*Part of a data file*

-----

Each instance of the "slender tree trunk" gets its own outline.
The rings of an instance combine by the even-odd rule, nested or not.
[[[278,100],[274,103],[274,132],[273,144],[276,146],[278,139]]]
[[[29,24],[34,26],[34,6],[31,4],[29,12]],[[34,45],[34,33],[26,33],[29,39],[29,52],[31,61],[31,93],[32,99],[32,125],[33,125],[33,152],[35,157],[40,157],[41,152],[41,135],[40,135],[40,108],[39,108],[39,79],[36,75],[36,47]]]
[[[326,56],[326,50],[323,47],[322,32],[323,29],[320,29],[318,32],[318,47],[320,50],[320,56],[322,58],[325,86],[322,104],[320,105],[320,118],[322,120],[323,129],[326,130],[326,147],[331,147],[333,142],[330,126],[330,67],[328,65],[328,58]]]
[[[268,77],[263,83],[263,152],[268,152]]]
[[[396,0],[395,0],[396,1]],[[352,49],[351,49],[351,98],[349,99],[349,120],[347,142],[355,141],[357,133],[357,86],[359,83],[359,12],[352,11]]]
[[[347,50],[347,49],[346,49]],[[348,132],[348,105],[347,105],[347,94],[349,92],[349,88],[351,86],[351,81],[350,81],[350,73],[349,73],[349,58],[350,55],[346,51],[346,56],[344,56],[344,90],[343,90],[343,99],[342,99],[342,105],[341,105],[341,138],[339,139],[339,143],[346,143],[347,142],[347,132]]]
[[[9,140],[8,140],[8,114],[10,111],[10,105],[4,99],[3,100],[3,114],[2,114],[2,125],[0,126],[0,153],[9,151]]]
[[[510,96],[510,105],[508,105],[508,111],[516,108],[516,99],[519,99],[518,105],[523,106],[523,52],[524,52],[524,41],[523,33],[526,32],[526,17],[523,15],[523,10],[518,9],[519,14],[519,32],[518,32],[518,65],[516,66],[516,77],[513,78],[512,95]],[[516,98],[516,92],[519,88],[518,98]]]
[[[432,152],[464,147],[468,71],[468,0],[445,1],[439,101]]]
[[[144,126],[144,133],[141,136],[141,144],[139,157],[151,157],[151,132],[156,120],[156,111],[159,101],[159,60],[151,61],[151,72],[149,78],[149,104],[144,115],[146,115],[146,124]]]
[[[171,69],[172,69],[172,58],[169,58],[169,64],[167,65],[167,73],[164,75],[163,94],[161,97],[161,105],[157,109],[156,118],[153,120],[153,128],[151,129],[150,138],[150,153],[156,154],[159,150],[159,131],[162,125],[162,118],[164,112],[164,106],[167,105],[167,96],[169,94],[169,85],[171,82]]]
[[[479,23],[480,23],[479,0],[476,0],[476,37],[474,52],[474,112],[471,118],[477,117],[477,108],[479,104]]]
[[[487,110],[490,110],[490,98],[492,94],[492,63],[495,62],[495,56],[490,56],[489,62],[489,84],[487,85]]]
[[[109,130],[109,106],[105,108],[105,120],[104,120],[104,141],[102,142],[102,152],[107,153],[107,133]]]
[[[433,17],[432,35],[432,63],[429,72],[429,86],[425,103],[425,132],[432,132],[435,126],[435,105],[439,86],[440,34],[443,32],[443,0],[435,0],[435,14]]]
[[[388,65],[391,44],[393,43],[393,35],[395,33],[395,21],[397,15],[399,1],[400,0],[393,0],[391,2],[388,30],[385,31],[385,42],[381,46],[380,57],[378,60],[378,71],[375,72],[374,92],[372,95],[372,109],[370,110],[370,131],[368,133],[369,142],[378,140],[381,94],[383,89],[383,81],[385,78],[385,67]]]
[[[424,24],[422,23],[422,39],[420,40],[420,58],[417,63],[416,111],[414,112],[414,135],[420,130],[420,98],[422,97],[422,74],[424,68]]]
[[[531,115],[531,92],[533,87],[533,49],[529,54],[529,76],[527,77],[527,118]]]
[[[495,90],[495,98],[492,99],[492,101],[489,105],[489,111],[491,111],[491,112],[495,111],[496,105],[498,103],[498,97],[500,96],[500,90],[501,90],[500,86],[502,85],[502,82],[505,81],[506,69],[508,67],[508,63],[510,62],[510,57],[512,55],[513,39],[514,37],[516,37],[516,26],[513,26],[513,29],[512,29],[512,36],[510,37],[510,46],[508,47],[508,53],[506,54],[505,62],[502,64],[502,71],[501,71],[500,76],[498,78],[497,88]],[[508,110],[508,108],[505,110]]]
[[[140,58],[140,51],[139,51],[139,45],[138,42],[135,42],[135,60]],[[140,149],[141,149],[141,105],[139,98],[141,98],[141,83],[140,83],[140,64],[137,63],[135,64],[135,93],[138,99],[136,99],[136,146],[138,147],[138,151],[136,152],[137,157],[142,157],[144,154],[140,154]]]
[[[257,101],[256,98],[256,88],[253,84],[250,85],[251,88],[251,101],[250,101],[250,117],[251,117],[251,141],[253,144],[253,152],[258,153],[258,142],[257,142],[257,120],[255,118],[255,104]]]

-----

*Stated task*
Turn every line of the records into a JSON list of strings, one string per line, skipping any blank lines.

*Answer below*
[
  "Each instance of the \"slender tree trunk\" gets its own outline.",
  "The rings of an instance combine by the even-odd rule, nested or not.",
  "[[[278,100],[274,103],[274,132],[273,144],[276,146],[278,139]]]",
  "[[[29,24],[34,26],[34,6],[31,4],[29,12]],[[34,45],[34,33],[26,33],[29,39],[29,52],[31,61],[31,93],[32,99],[32,125],[33,125],[33,152],[35,157],[40,157],[41,152],[41,135],[40,135],[40,108],[39,108],[39,79],[36,75],[36,47]]]",
  "[[[326,56],[326,50],[323,47],[322,32],[323,29],[320,29],[318,32],[318,47],[320,50],[320,56],[322,58],[325,86],[322,104],[320,105],[320,118],[322,120],[323,129],[326,130],[326,147],[331,147],[333,142],[330,126],[330,67],[328,65],[328,58]]]",
  "[[[268,77],[263,83],[263,152],[268,152]]]",
  "[[[396,0],[395,0],[396,1]],[[352,49],[351,49],[351,98],[349,99],[349,120],[347,142],[355,141],[357,133],[357,86],[359,83],[359,12],[352,11]]]",
  "[[[347,50],[347,49],[346,49]],[[348,132],[348,105],[347,105],[347,94],[349,92],[349,88],[351,86],[351,81],[350,81],[350,73],[349,73],[349,58],[350,55],[346,51],[346,56],[344,56],[344,90],[343,90],[343,99],[342,99],[342,105],[341,105],[341,138],[339,139],[339,143],[346,143],[347,142],[347,132]]]",
  "[[[9,140],[8,140],[8,114],[10,111],[10,105],[4,99],[3,100],[3,114],[2,114],[2,125],[0,126],[0,153],[9,151]]]",
  "[[[510,96],[510,105],[508,105],[508,111],[516,108],[516,99],[519,99],[518,105],[523,106],[523,52],[524,52],[524,41],[523,33],[526,32],[526,17],[523,15],[523,10],[518,9],[519,14],[519,32],[518,32],[518,65],[516,66],[516,77],[513,78],[512,95]],[[516,98],[516,92],[519,88],[518,98]]]",
  "[[[432,152],[464,147],[468,71],[468,0],[445,1],[439,101]]]",
  "[[[144,126],[144,133],[141,136],[141,144],[139,157],[151,157],[151,132],[156,120],[156,111],[159,101],[159,60],[151,61],[151,72],[149,78],[149,104],[144,115],[146,115],[146,124]]]",
  "[[[171,69],[172,69],[172,58],[169,58],[169,64],[167,65],[167,73],[164,75],[163,94],[161,97],[161,105],[157,109],[156,118],[153,120],[153,128],[151,129],[150,138],[150,153],[156,154],[159,150],[159,131],[162,125],[162,118],[164,112],[164,106],[167,105],[167,96],[169,94],[169,85],[171,82]]]",
  "[[[479,23],[480,23],[479,0],[476,0],[476,37],[474,52],[474,112],[471,118],[477,117],[477,108],[479,104]]]",
  "[[[487,110],[490,110],[490,98],[492,94],[492,63],[495,62],[495,56],[490,56],[489,62],[489,84],[487,85]]]",
  "[[[109,130],[109,106],[105,108],[105,120],[104,120],[104,141],[102,142],[102,152],[107,153],[107,133]]]",
  "[[[433,17],[432,35],[432,63],[429,72],[429,86],[425,103],[425,132],[432,132],[435,126],[435,105],[439,86],[440,34],[443,32],[443,0],[435,0],[435,14]]]",
  "[[[388,65],[391,44],[393,43],[393,35],[395,33],[395,21],[397,15],[399,1],[400,0],[393,0],[391,2],[388,30],[385,31],[385,42],[381,46],[380,57],[378,60],[378,71],[375,72],[374,92],[372,95],[372,109],[370,110],[370,131],[368,133],[369,142],[378,140],[381,94],[383,89],[383,81],[385,78],[385,67]]]",
  "[[[424,24],[422,23],[422,39],[420,40],[420,58],[417,63],[416,111],[414,112],[414,135],[420,130],[420,98],[422,97],[422,74],[424,68]]]",
  "[[[531,115],[531,92],[533,87],[533,49],[529,54],[529,76],[527,77],[527,118]]]",
  "[[[495,90],[495,98],[492,99],[492,101],[489,105],[489,111],[491,111],[491,112],[495,111],[496,105],[498,103],[498,97],[500,96],[500,90],[501,90],[500,86],[502,85],[502,82],[505,81],[506,69],[508,67],[508,63],[510,62],[510,57],[512,55],[513,39],[514,37],[516,37],[516,26],[513,26],[513,29],[512,29],[512,36],[510,37],[510,46],[508,47],[508,53],[506,54],[505,62],[502,64],[502,71],[501,71],[500,76],[498,78],[497,88]],[[508,110],[508,108],[505,110]]]",
  "[[[140,58],[140,51],[139,51],[139,45],[138,42],[135,42],[135,60]],[[140,149],[141,149],[141,105],[139,98],[141,98],[141,83],[140,83],[140,64],[137,63],[135,64],[135,93],[138,99],[136,99],[136,146],[138,147],[138,151],[136,152],[137,157],[142,157],[144,154],[140,154]]]",
  "[[[257,101],[256,98],[256,88],[253,84],[250,85],[251,88],[251,101],[250,101],[250,117],[251,117],[251,141],[253,144],[253,152],[258,153],[258,142],[257,142],[257,120],[255,118],[255,104]]]"
]